| Section de texte |
#####

Mots-clés : TVA • TVA sur marge • Directive TVA

La CJUE a donné des précisions, dans un arrêt du 30 septembre 2021, sur l'application du régime de la TVA sur marge en matière de TVA immobilière.


 

I. TVA sur la marge : un régime dont le champ d’application est source de nombreux contentieux

Les conditions d’application du régime de la TVA sur la marge ont fait l’objet de nombreux litiges entre l’administration et les contribuables et ont récemment donnés lieu à de nombreuses jurisprudences du Conseil d’État.

Le régime de la marge est prévu par l’article 392 de la Directive TVA. Il prévoit que « les États membres peuvent prévoir que, pour les livraisons de bâtiments et de terrains à bâtir achetés en vue de la revente par un assujetti qui n'a pas eu droit à déduction à l'occasion de l'acquisition, la base d'imposition est constituée par la différence entre le prix de vente et le prix d'achat ».

#####

| Données enregistrées |
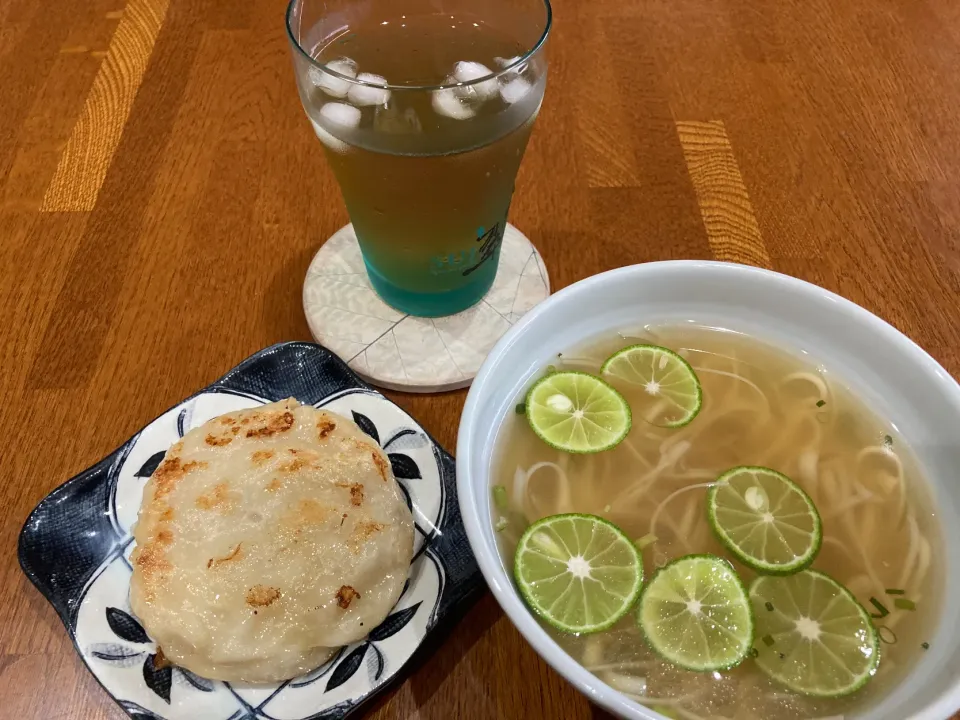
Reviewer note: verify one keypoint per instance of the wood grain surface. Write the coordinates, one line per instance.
(161, 195)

#####

| Consignes |
(A) D'après le texte sur la TVA sur marge, quel article de la Directive TVA prévoit le régime de la marge ?
(B) Rédigez la suite du texte sur la TVA sur marge, en partant de sa dernière phrase.

| Résultats par tâche |
(A) L'article 392 de la Directive TVA.

(B)
Cet article a été transposé en droit français à l’article 268 du CGI (N° Lexbase : L4910IQW) qui dispose que le régime de la TVA sur la marge est applicable si l’acquisition d’un immeuble par le cédant n’a pas ouvert droit à déduction de la TVA.

Dans ses commentaires sur ce texte, l’administration fiscale a exigé pour sa part une condition d’identité entre le bien acquis et le bien cédé pour l’application de ce régime. Cette exigence a notamment donné lieu à des réponses ministérielles datant de 2016, dans lesquelles il est précisé que le régime de TVA sur la marge est conditionné, outre que l’acquisition de l’immeuble n’ait pas ouvert droit à déduction, à ce que le bien acquis et revendu ait des caractéristiques physiques identiques (par exemple réponse « De La Raudière », QE n° 94061 de Mme Laure de La Raudière, JOANQ 15 mars 2016, réponse publ. 30 août 2016 p. 7769, 14ème législature N° Lexbase : L0979LAI).

Plus récemment, l’administration a précisé, dans deux réponses ministérielles (réponse « Vogel », QE n° 04171 de M. Jean Pierre Vogel, JO Sénat 29 mars 2018, réponse publ. 17 mai 2018 p. 2361, 15ème législature N° Lexbase : L2363LL4, réponse « Falorni » QE n° 1835 de M. Olivier Falorni, JOANQ 10 octobre 2017 , réponse publ. 24 septembre 2019 p. 8300, 15ème législature N° Lexbase : L7384LTN), que si l’identité juridique du bien lors de son acquisition et de sa cession doit être identique, tel n’est pas le cas pour l’identité physique.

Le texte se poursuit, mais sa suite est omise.